### INPUT
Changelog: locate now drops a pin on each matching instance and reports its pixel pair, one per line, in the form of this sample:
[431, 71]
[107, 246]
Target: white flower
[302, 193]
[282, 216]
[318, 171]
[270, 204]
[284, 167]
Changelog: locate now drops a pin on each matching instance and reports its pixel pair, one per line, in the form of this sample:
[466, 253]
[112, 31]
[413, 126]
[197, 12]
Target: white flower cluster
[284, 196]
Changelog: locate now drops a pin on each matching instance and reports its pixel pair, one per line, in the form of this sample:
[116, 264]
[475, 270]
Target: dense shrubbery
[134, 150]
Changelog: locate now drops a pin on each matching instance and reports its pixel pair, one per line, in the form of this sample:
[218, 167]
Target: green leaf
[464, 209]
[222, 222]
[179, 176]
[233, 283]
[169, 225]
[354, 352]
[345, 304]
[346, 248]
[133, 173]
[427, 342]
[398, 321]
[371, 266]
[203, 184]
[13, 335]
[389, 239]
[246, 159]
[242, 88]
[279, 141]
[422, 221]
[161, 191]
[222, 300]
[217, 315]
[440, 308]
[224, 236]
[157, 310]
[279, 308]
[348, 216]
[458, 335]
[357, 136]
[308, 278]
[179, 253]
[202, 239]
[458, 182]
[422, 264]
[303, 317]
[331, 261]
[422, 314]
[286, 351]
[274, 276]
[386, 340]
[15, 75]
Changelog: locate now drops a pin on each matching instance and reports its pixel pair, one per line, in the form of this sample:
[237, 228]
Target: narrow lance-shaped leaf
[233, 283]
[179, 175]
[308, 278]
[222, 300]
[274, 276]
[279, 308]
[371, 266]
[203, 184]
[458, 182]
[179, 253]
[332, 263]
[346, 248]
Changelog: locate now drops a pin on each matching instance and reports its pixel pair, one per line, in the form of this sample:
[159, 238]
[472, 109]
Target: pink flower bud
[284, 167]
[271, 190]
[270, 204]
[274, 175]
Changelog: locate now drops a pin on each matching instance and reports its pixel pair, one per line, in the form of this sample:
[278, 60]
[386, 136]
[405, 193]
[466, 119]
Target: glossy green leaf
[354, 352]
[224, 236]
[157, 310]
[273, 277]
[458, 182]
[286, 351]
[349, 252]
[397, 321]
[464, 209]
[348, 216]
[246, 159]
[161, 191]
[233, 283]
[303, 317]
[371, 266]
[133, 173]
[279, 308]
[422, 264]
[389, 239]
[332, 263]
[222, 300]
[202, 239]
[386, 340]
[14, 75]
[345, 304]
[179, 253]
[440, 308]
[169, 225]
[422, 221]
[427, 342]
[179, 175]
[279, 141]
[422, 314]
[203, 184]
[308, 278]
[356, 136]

### WHAT THIS TASK INVOLVES
Word for word, transcribe the complete listing.

### RESPONSE TO THIS TASK
Changelog: locate now drops a pin on each matching instance and reports its pixel pair, one per line, in the form of this sample:
[431, 71]
[107, 246]
Target: white flower
[302, 193]
[282, 216]
[318, 171]
[270, 204]
[284, 167]
Changelog: locate now drops a pin on each matching instance and reports its pixel pair, one per line, in the form of this sample:
[466, 253]
[112, 31]
[413, 126]
[197, 12]
Target: white flower cluster
[284, 196]
Changelog: locate now drops a pin on each matching instance and reports its pixel pair, one per line, in the form of this sample:
[116, 264]
[475, 270]
Target: dense shrubbery
[134, 150]
Changelog: locate now drops a pin on each matching instance and reports its pixel pair, one per line, in the form of this sample:
[218, 167]
Target: green leaf
[464, 209]
[222, 222]
[179, 176]
[233, 283]
[169, 225]
[354, 352]
[345, 304]
[346, 248]
[133, 173]
[427, 342]
[398, 321]
[371, 266]
[203, 184]
[13, 335]
[389, 239]
[246, 159]
[242, 88]
[279, 141]
[422, 221]
[161, 191]
[222, 300]
[217, 315]
[440, 308]
[224, 236]
[157, 310]
[279, 308]
[348, 216]
[458, 335]
[357, 136]
[308, 278]
[179, 253]
[202, 239]
[458, 182]
[422, 264]
[303, 317]
[331, 261]
[422, 314]
[286, 351]
[274, 276]
[386, 340]
[15, 75]
Changelog: locate now drops a pin on each matching instance and reports its pixel pair, one per line, in the form of this sample:
[237, 228]
Target: narrow lance-shaped leaf
[233, 283]
[179, 175]
[308, 278]
[222, 300]
[274, 276]
[279, 308]
[371, 266]
[203, 184]
[458, 182]
[179, 253]
[332, 263]
[346, 248]
Changelog: locate now drops a pin on each matching instance and reports its pixel pair, one per line, in the form of this sample:
[159, 238]
[472, 109]
Target: pink flower bud
[284, 167]
[271, 190]
[270, 204]
[274, 175]
Changelog: locate now drops a pin on each matching instance and reports its pixel pair, one per line, in the form of this sample:
[278, 60]
[386, 136]
[405, 193]
[466, 119]
Target: glossy green leaf
[354, 352]
[224, 236]
[157, 310]
[273, 277]
[458, 182]
[286, 351]
[349, 252]
[397, 321]
[464, 209]
[348, 216]
[246, 159]
[161, 191]
[233, 283]
[303, 317]
[371, 266]
[133, 173]
[279, 308]
[422, 264]
[389, 239]
[332, 263]
[222, 300]
[202, 239]
[386, 340]
[14, 75]
[345, 304]
[179, 253]
[440, 308]
[169, 225]
[422, 221]
[427, 342]
[179, 175]
[279, 141]
[422, 314]
[203, 184]
[308, 278]
[356, 136]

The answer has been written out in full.